··· Supplied records ···

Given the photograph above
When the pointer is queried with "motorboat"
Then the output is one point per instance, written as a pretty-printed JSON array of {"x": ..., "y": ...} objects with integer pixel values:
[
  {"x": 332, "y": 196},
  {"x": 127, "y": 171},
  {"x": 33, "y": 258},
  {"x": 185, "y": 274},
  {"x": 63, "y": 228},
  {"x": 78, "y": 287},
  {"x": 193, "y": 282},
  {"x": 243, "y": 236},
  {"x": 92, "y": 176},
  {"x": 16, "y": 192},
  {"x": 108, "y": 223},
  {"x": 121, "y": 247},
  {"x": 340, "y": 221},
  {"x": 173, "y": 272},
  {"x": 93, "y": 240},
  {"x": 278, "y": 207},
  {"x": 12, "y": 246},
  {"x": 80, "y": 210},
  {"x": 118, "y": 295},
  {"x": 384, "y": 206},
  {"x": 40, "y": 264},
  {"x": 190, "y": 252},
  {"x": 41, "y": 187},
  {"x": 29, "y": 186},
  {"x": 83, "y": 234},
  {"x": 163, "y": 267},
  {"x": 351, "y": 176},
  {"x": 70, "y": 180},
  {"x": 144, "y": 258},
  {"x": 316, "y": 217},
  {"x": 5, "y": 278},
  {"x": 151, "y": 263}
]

···

**Instructions for the task**
Repeat all of the lines above word for word, without changing anything.

**The reply**
Given the photograph above
When the pointer is queried with "motorboat"
Then the output is one point per instance, written as a pretty-printed JSON array of {"x": ..., "y": ...} objects with integer pixel values:
[
  {"x": 332, "y": 196},
  {"x": 127, "y": 171},
  {"x": 33, "y": 258},
  {"x": 185, "y": 274},
  {"x": 63, "y": 228},
  {"x": 78, "y": 287},
  {"x": 193, "y": 282},
  {"x": 243, "y": 236},
  {"x": 92, "y": 176},
  {"x": 16, "y": 192},
  {"x": 108, "y": 223},
  {"x": 121, "y": 247},
  {"x": 340, "y": 221},
  {"x": 173, "y": 272},
  {"x": 93, "y": 240},
  {"x": 278, "y": 207},
  {"x": 12, "y": 246},
  {"x": 80, "y": 210},
  {"x": 118, "y": 295},
  {"x": 384, "y": 206},
  {"x": 40, "y": 264},
  {"x": 190, "y": 252},
  {"x": 41, "y": 187},
  {"x": 29, "y": 186},
  {"x": 83, "y": 234},
  {"x": 163, "y": 267},
  {"x": 351, "y": 176},
  {"x": 70, "y": 180},
  {"x": 144, "y": 258},
  {"x": 316, "y": 217},
  {"x": 5, "y": 278},
  {"x": 151, "y": 263}
]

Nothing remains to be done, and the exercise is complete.